Once you have reviewed the listing below, restate it word for word.

:: RECORDS SUPPLIED

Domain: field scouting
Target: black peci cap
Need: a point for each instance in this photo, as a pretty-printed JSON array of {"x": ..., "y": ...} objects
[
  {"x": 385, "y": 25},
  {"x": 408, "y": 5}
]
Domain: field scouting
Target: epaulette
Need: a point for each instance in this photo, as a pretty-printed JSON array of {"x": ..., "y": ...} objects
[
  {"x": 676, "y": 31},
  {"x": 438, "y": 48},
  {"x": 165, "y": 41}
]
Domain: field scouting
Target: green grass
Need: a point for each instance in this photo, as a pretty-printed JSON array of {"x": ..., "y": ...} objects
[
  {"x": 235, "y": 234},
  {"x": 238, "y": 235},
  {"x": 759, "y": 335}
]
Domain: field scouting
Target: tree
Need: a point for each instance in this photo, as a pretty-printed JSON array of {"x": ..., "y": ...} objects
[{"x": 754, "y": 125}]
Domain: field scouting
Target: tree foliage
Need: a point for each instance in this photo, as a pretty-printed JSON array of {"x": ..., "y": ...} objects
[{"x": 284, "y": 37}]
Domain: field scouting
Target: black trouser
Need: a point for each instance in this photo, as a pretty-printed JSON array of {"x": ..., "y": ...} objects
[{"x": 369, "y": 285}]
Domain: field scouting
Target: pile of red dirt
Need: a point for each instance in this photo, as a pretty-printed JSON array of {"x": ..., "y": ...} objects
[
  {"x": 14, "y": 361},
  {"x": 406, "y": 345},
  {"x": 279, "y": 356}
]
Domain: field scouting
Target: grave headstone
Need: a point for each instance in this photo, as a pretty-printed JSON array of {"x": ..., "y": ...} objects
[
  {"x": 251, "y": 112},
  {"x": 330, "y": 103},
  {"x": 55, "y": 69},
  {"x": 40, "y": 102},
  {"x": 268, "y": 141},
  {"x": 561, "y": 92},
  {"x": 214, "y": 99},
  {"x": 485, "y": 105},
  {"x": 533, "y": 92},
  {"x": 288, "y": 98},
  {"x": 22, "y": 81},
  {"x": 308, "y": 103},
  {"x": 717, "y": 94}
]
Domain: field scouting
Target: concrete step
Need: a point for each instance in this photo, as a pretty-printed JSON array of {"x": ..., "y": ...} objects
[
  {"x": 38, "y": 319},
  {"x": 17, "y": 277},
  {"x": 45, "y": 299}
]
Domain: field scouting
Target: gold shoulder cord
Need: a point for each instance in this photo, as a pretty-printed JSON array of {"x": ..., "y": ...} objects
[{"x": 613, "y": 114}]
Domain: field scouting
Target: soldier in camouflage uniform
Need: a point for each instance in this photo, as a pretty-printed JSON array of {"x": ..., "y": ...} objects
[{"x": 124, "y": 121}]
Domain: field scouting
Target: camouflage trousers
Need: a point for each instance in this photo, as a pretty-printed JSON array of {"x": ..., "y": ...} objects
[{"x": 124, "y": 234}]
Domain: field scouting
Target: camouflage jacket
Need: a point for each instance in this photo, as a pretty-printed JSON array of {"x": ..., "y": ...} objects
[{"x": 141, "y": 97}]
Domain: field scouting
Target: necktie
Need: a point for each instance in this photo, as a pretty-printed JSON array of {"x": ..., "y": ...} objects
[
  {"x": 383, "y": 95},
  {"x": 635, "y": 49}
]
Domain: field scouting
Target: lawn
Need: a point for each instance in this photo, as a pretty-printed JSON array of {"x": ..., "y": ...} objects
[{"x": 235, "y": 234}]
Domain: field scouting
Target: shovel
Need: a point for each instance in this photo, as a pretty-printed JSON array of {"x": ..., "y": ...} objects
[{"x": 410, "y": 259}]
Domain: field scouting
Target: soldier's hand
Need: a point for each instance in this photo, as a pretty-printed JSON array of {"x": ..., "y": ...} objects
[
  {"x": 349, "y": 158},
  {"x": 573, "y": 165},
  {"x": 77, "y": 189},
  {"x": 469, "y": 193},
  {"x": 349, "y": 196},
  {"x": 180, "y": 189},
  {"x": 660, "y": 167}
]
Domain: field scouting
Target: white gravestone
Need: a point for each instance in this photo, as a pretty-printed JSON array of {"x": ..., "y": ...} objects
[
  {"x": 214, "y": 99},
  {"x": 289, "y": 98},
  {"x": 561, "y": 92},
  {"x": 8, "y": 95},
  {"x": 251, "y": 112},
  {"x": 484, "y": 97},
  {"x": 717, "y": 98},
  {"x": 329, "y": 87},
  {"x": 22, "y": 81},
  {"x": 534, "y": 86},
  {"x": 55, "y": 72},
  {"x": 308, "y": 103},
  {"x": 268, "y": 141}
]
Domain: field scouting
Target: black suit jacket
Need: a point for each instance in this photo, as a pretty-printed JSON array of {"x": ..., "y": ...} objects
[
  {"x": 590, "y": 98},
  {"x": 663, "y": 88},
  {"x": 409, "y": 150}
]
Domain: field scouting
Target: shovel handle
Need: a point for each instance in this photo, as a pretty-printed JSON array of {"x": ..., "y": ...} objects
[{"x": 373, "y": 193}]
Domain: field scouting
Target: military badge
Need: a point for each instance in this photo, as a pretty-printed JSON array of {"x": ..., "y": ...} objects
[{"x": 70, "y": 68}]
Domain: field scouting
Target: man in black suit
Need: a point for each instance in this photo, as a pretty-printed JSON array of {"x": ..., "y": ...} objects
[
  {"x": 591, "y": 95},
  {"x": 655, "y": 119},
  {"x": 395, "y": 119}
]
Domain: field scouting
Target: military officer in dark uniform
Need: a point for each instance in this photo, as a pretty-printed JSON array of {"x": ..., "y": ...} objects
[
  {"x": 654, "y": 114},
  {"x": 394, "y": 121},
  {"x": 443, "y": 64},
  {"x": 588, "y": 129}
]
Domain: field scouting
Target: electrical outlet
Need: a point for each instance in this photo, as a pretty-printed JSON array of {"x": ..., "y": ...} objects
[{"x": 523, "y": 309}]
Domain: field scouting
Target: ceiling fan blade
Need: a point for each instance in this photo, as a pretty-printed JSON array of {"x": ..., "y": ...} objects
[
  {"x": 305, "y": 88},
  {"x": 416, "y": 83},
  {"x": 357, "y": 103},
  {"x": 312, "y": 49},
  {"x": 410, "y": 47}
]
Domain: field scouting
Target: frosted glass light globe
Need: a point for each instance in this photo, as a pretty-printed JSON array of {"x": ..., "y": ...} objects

::::

EXERCISE ANSWER –
Domain: field scouting
Target: black peci cap
Need: a point for each instance in this photo, as a pretty-printed JSON array of {"x": ..., "y": ...} objects
[
  {"x": 385, "y": 25},
  {"x": 408, "y": 5}
]
Domain: field scouting
Target: epaulette
Need: a point for each instance in this photo, as a pretty-printed JSON array of {"x": ..., "y": ...} objects
[
  {"x": 676, "y": 31},
  {"x": 438, "y": 48},
  {"x": 165, "y": 41}
]
Domain: field scouting
Target: green grass
Need: a point for each instance in this photo, as a pretty-printed JSON array of {"x": ..., "y": ...} objects
[
  {"x": 235, "y": 234},
  {"x": 238, "y": 235},
  {"x": 759, "y": 335}
]
Domain: field scouting
Target: tree
Need: a point for each instance in this photo, as a pretty-printed JSON array of {"x": ..., "y": ...} objects
[{"x": 754, "y": 125}]
Domain: field scouting
Target: tree foliage
Need: a point for each instance in this photo, as a pretty-printed JSON array of {"x": ..., "y": ...} objects
[{"x": 284, "y": 37}]
Domain: field scouting
Target: black trouser
Need: a point for each instance in this photo, as a pretty-printed JSON array of {"x": ..., "y": ...} objects
[{"x": 369, "y": 285}]
Domain: field scouting
Target: pile of red dirt
Need: a point for each instance in this photo, as a pretty-printed JSON array of {"x": ..., "y": ...} objects
[
  {"x": 14, "y": 361},
  {"x": 406, "y": 345},
  {"x": 279, "y": 356}
]
Domain: field scouting
Target: grave headstone
Need: a point for each instance in this photo, as a pretty-printed JSON array of {"x": ..., "y": ...} objects
[
  {"x": 251, "y": 112},
  {"x": 330, "y": 103},
  {"x": 55, "y": 69},
  {"x": 40, "y": 102},
  {"x": 268, "y": 141},
  {"x": 561, "y": 92},
  {"x": 214, "y": 99},
  {"x": 485, "y": 105},
  {"x": 533, "y": 92},
  {"x": 288, "y": 98},
  {"x": 22, "y": 81},
  {"x": 308, "y": 103},
  {"x": 717, "y": 94}
]
Domain: field scouting
Target: concrete step
Need: a point for each instance in this photo, as a pretty-printed JSON array of {"x": ..., "y": ...} objects
[
  {"x": 38, "y": 319},
  {"x": 17, "y": 277},
  {"x": 45, "y": 299}
]
Domain: field scouting
Target: gold shoulder cord
Need: a point for each instance in this photo, as a pretty-printed JSON array of {"x": ..., "y": ...} objects
[{"x": 613, "y": 114}]
Domain: field scouting
Target: soldier in camouflage uniform
Need: a point for each instance in this photo, as a pretty-printed JSON array of {"x": ..., "y": ...} objects
[{"x": 124, "y": 121}]
Domain: field scouting
Target: camouflage trousers
Need: a point for each instance in this photo, as a pretty-printed JSON array of {"x": ..., "y": ...} objects
[{"x": 124, "y": 234}]
Domain: field scouting
Target: camouflage jacket
Need: a point for each instance in this photo, as a pretty-printed JSON array of {"x": ..., "y": ...} objects
[{"x": 141, "y": 97}]
Domain: field scouting
Target: necktie
Need: a point for each instance in this photo, as a pretty-printed JSON array of {"x": ..., "y": ...} objects
[
  {"x": 383, "y": 95},
  {"x": 635, "y": 49}
]
Domain: field scouting
Target: lawn
Need: a point for each instance in this photo, as a pretty-printed JSON array of {"x": ..., "y": ...} objects
[{"x": 235, "y": 234}]
Domain: field scouting
Target: shovel
Need: a point for each instance in this photo, as a pretty-printed JSON array of {"x": ..., "y": ...} objects
[{"x": 410, "y": 259}]
Domain: field scouting
Target: soldier's hand
Need: a point for each instance in this photo, as a pretty-printed JSON array of {"x": ..., "y": ...} objects
[
  {"x": 349, "y": 158},
  {"x": 573, "y": 165},
  {"x": 77, "y": 189},
  {"x": 469, "y": 193},
  {"x": 349, "y": 196},
  {"x": 180, "y": 189},
  {"x": 660, "y": 167}
]
Domain: field scouting
Target: white gravestone
Need: a point for each instance in this photo, as a pretty-printed JSON array of {"x": ..., "y": ...} objects
[
  {"x": 214, "y": 99},
  {"x": 289, "y": 98},
  {"x": 561, "y": 92},
  {"x": 8, "y": 95},
  {"x": 251, "y": 112},
  {"x": 484, "y": 97},
  {"x": 717, "y": 98},
  {"x": 329, "y": 87},
  {"x": 22, "y": 81},
  {"x": 534, "y": 86},
  {"x": 55, "y": 72},
  {"x": 308, "y": 103},
  {"x": 268, "y": 141}
]
Domain: field scouting
Target: black suit jacket
Need: a point for each instance in this photo, as a pretty-printed JSON array of {"x": ..., "y": ...} objects
[
  {"x": 590, "y": 98},
  {"x": 663, "y": 88},
  {"x": 409, "y": 150}
]
Domain: field scouting
Target: shovel handle
Need: a point for each instance in this photo, as a pretty-printed JSON array of {"x": ..., "y": ...} objects
[{"x": 373, "y": 193}]
Domain: field scouting
Target: military badge
Need: a point for each instance in this photo, as a pretty-printed JSON array of {"x": ..., "y": ...} objects
[{"x": 70, "y": 68}]
Domain: field scouting
Target: man in black suit
Need: a point for each instance in this photo, as a pretty-printed JSON array of {"x": ..., "y": ...} objects
[
  {"x": 591, "y": 95},
  {"x": 655, "y": 119},
  {"x": 395, "y": 119}
]
Domain: field scouting
Target: military officer in dark uniform
Need: a point for each instance in this photo, as a pretty-printed JSON array of {"x": ..., "y": ...} objects
[
  {"x": 654, "y": 114},
  {"x": 394, "y": 121},
  {"x": 443, "y": 64},
  {"x": 588, "y": 129}
]
Domain: field scouting
Target: electrical outlet
Need: a point for each instance in this photo, as a pretty-printed JSON array of {"x": ..., "y": ...} objects
[{"x": 523, "y": 309}]
Domain: field scouting
Target: ceiling fan blade
Need: a point for each instance in this photo, as a pretty-printed JSON array of {"x": ..., "y": ...} objects
[
  {"x": 305, "y": 88},
  {"x": 416, "y": 83},
  {"x": 357, "y": 103},
  {"x": 312, "y": 49},
  {"x": 410, "y": 47}
]
Domain: field scouting
Target: frosted glass light globe
Need: a point for each instance in this photo, as a pretty-printed JSON array of {"x": ..., "y": ...} objects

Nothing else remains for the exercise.